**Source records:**
#####

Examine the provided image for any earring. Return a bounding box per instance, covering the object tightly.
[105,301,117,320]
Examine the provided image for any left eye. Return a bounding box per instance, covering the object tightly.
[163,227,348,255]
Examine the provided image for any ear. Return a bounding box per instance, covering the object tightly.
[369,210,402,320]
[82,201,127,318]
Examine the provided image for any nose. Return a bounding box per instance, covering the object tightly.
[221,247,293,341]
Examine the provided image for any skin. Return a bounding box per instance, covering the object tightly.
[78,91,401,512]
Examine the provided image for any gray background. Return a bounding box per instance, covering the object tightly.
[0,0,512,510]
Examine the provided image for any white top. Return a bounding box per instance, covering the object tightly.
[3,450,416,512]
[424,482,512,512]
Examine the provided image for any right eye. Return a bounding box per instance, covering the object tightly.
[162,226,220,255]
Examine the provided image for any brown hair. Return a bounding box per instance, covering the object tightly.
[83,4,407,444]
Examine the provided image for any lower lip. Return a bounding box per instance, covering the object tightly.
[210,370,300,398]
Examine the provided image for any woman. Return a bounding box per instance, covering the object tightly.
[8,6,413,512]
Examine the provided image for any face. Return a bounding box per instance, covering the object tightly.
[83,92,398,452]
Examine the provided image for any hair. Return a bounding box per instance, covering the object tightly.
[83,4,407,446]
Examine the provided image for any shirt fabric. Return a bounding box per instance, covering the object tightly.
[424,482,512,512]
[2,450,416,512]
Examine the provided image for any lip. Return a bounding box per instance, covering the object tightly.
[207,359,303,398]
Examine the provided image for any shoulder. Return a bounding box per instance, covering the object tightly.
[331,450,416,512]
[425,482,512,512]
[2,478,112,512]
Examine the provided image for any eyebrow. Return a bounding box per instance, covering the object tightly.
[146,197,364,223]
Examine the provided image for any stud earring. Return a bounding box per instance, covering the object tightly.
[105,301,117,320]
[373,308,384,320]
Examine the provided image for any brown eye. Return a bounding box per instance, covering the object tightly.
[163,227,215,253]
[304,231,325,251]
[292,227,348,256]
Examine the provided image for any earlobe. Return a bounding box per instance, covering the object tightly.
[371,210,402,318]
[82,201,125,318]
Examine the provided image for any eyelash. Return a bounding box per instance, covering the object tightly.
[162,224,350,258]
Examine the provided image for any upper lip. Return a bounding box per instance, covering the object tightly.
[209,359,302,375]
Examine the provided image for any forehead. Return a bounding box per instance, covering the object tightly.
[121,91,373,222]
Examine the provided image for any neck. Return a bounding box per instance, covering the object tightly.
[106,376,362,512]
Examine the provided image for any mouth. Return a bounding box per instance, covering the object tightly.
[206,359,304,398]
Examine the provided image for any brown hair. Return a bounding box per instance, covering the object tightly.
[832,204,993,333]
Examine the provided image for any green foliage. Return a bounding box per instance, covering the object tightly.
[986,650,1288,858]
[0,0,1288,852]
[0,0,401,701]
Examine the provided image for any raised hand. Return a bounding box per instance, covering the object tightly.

#####

Update the records from the line containing "Examine the provided image for any green" through the end of the records, replacing "raised hand" with "open palm" and leaving everything else the same.

Examine the provided image for any green foliage. Return a bounding box per instance, covering the object tightly.
[986,650,1288,858]
[0,0,1288,852]
[0,0,401,701]
Examine the provided image for any open palm. Return a bounding box per instance, covering the object tightly.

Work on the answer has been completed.